In view of this, this paper focuses on the three key aspects of sample expansion, feature enhancement, and network decision-making, and makes every effort to overcome the deep learning problems involved in the field of train rail surface condition recognition in the context of small samples, and then constructs a rail surface condition recognition model based on the local inference constrained network. In terms of sample expansion, with the help of the generative adversarial network technology, the limited number of real sample data is expanded to obtain a data set with both semantic coherence and sample distribution diversity, laying a solid data foundation for subsequent research. In terms of feature enhancement, by ingeniously integrating the attention mechanism into the network architecture, the key position of the features of the rail surface adhesion medium is highlighted, and the adaptability level of the model is significantly improved, enabling it to better deal with the complex and changeable rail surface conditions. In terms of the network decision-making link, a spinal network with a residual structure is innovatively constructed. With the accurate input of local information, it helps the deep network to achieve more accurate result output while reducing the number of operations, greatly optimizing the operation efficiency and recognition accuracy of the model. Finally, the proposed method is rigorously verified and deeply analyzed through experiments to comprehensively ensure the scientificity and effectiveness of the method.

2. Modeling of the Local Inference Constrained Network for Rail Surface Condition Recognition

Dry, wet, and oily are relatively common types of rail surface conditions, as shown in Figure 1.

dry wet oily

Figure 1. Common types of rail surface conditions.

Given that the data scale of rail surface condition images is relatively small, it is very likely to lead to the situation of feature space deficiency. Therefore, after completing the conventional data preprocessing process, on the one hand, starting from sample expansion, the number and types of samples are enriched to make up for the scarcity of the original data; on the other hand, focusing on the feature enhancement link, through ingenious design and meticulous operation, various unique features of the rail surface are deeply explored and strengthened, highlighting their key position in the subsequent model recognition process. At the same time, bold innovation and optimization are carried out at the network decision-making level, and an efficient network system suitable for the small sample situation is carefully constructed. Combining all the above efforts, we are committed to building a train rail surface condition recognition model specifically for the condition of small samples, effectively improving the accuracy and reliability of rail surface condition recognition, as shown in Figure 2.

Figure 2. Recognition model of the local inference constrained network for rail surface conditions.

In the recognition model of the local inference constrained network in Figure 2, the diverse sample expansion module makes use of a generative adversarial network model to fit the real sample space, generating diverse and accurate rail surface image samples so as to expand the sample feature space; the feature extraction process module first acquires discriminative feature vectors and then embeds an attention mechanism to assign different weights to the feature vectors, enhancing their discriminability; the residual spinal fully connected layer module reorders and assigns values to the importance of local features, allowing the network to achieve more accurate results with fewer computations.

__RAW DATA__:
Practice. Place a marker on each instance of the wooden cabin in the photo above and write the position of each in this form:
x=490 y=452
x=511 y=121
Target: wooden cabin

__THE TASKS__:
a. Copy the portion of the rail surface recognition excerpt between "Dry, wet, and" and "of rail surface conditions.", inclusive.
b. According to the rail surface recognition excerpt, what network structure is constructed for the network decision-making link?
The material placed after the rail surface recognition excerpt comes from a separate source.

__COMPLETED EXERCISE__:
a.
Dry, wet, and oily are relatively common types of rail surface conditions, as shown in Figure 1.

dry wet oily

Figure 1. Common types of rail surface conditions.

b. A spinal network with a residual structure.